Point annotation dataset records
■ ■ ■ ■ ■ ■ ■

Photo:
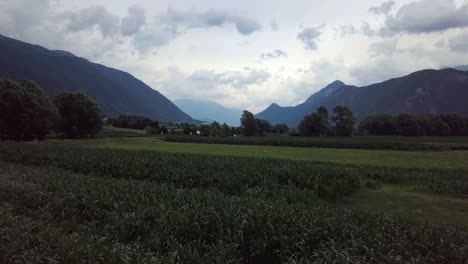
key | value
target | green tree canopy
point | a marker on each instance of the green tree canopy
(311, 125)
(26, 113)
(344, 121)
(248, 124)
(80, 116)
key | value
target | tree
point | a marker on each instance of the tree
(457, 124)
(26, 113)
(409, 126)
(344, 121)
(437, 126)
(205, 130)
(280, 128)
(311, 125)
(380, 125)
(325, 123)
(79, 115)
(263, 127)
(215, 129)
(248, 124)
(225, 130)
(164, 130)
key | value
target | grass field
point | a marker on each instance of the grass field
(390, 158)
(355, 142)
(144, 200)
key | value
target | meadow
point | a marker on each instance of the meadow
(145, 200)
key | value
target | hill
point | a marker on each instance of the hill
(422, 92)
(209, 111)
(116, 92)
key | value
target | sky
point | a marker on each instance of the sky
(248, 54)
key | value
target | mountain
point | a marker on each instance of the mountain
(209, 111)
(461, 67)
(293, 115)
(422, 92)
(116, 92)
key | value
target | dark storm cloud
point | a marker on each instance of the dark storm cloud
(309, 37)
(93, 16)
(459, 43)
(174, 23)
(180, 20)
(272, 55)
(384, 8)
(132, 23)
(427, 16)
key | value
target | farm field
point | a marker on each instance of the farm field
(120, 200)
(388, 158)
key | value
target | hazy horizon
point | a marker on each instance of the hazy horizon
(248, 54)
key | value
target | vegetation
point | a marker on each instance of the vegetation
(357, 142)
(79, 115)
(248, 124)
(133, 122)
(107, 206)
(26, 113)
(318, 123)
(344, 121)
(416, 125)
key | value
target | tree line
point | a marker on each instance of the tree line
(26, 114)
(449, 124)
(319, 123)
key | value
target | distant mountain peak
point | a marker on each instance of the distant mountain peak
(421, 92)
(273, 106)
(461, 67)
(57, 71)
(336, 83)
(64, 53)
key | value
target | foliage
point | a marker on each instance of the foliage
(79, 115)
(357, 142)
(149, 213)
(415, 125)
(344, 121)
(263, 127)
(26, 113)
(311, 125)
(248, 124)
(134, 122)
(280, 128)
(237, 174)
(316, 124)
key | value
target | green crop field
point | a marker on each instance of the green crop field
(144, 200)
(389, 158)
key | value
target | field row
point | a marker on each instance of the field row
(230, 174)
(358, 142)
(51, 215)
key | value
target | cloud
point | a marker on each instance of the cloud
(175, 23)
(20, 16)
(384, 8)
(93, 16)
(232, 88)
(459, 43)
(426, 16)
(180, 21)
(309, 37)
(132, 23)
(274, 25)
(272, 55)
(384, 47)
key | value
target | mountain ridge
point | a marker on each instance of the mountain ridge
(422, 92)
(209, 111)
(117, 92)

■ ■ ■ ■ ■ ■ ■

:: WORK REQUIRED ::
All records above are to be printed exactly, minus the pictures they contain.

:: TASK OUTPUT ::
Photo:
key | value
target | green tree canopy
point | a marker on each instance of the green tree canopy
(311, 125)
(26, 113)
(344, 121)
(248, 124)
(80, 116)
key | value
target | tree
point | a marker on each instance of the tree
(457, 124)
(26, 113)
(409, 126)
(344, 121)
(437, 126)
(205, 130)
(280, 128)
(311, 125)
(380, 125)
(325, 123)
(79, 115)
(263, 127)
(215, 129)
(248, 124)
(225, 130)
(164, 130)
key | value
target | grass field
point | a marker on each instance of the grass field
(390, 158)
(355, 142)
(144, 200)
key | value
target | meadow
point | a marker on each instance of the meadow
(145, 200)
key | value
target | hill
point | a marker on each instance of the hill
(422, 92)
(209, 111)
(116, 92)
key | value
target | sky
point | a marker on each instance of the sky
(248, 54)
key | value
target | mountain
point | a marker on each instance of the mountain
(209, 111)
(461, 67)
(293, 115)
(422, 92)
(116, 92)
key | value
target | dark storm cloud
point | a marker on each instance of the dark storm cloud
(309, 37)
(93, 16)
(459, 43)
(174, 23)
(180, 20)
(272, 55)
(384, 8)
(132, 23)
(427, 16)
key | value
target | farm field
point | a marker on each instance of the farm field
(120, 200)
(388, 158)
key | value
target | hazy horizon
point | a marker on each instance of the hazy horizon
(248, 54)
key | value
target | vegetation
point | a marker on each instance of the vegetation
(357, 142)
(79, 115)
(248, 124)
(133, 122)
(107, 206)
(26, 113)
(318, 123)
(344, 121)
(416, 125)
key | value
target | tree line
point | a marker on each instance of the tree line
(26, 114)
(449, 124)
(319, 123)
key | value
target | distant mountain peak
point | a marker on each instance of the distant mountain peak
(421, 92)
(273, 106)
(461, 67)
(57, 71)
(336, 83)
(64, 53)
key | value
target | foliage
point | a marker on each instance of the foliage
(79, 115)
(357, 142)
(149, 213)
(415, 125)
(344, 121)
(263, 127)
(26, 113)
(311, 125)
(248, 124)
(134, 122)
(280, 128)
(237, 174)
(316, 124)
key | value
target | green crop field
point | a marker on each instance of the green crop field
(144, 200)
(389, 158)
key | value
target | field row
point | a marker on each instance of the field row
(230, 174)
(358, 142)
(51, 215)
key | value
target | cloud
point | a marker on each instance of the cloud
(175, 23)
(20, 16)
(384, 8)
(93, 16)
(232, 88)
(459, 43)
(426, 16)
(180, 21)
(309, 37)
(132, 23)
(274, 25)
(272, 55)
(384, 47)
key | value
target | mountain ridge
point | a marker on each instance of the mountain ridge
(422, 92)
(209, 111)
(117, 92)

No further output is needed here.